# Task brief
Copy the lines below verbatim, from the line containing "of the black" through the final line.

# Input for this task
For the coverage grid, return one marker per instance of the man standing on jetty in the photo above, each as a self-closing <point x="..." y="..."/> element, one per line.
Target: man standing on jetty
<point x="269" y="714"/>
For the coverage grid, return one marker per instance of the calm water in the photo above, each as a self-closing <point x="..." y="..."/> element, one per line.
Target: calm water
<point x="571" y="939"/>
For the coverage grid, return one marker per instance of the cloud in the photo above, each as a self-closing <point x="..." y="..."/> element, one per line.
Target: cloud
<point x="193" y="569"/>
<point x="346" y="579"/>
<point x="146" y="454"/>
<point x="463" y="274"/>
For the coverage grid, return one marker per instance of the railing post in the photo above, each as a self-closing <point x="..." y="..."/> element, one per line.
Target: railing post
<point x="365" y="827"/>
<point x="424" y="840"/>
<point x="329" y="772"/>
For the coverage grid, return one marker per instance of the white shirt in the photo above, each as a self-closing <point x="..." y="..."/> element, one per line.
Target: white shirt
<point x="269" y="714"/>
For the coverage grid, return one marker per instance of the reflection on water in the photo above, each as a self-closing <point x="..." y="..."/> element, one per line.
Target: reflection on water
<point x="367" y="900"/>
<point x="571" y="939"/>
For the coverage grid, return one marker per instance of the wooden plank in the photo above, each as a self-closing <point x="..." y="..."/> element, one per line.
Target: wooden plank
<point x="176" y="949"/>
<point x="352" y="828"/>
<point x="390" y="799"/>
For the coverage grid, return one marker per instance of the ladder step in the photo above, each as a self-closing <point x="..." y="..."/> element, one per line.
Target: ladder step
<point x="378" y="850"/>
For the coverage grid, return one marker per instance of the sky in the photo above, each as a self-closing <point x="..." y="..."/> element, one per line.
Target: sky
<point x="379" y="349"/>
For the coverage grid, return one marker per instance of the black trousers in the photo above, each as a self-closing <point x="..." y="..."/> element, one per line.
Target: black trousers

# Task response
For the coverage grid, return one marker per instance of the black trousers in the photo above, each as a self-closing <point x="..." y="..."/> element, one per line.
Target: black trousers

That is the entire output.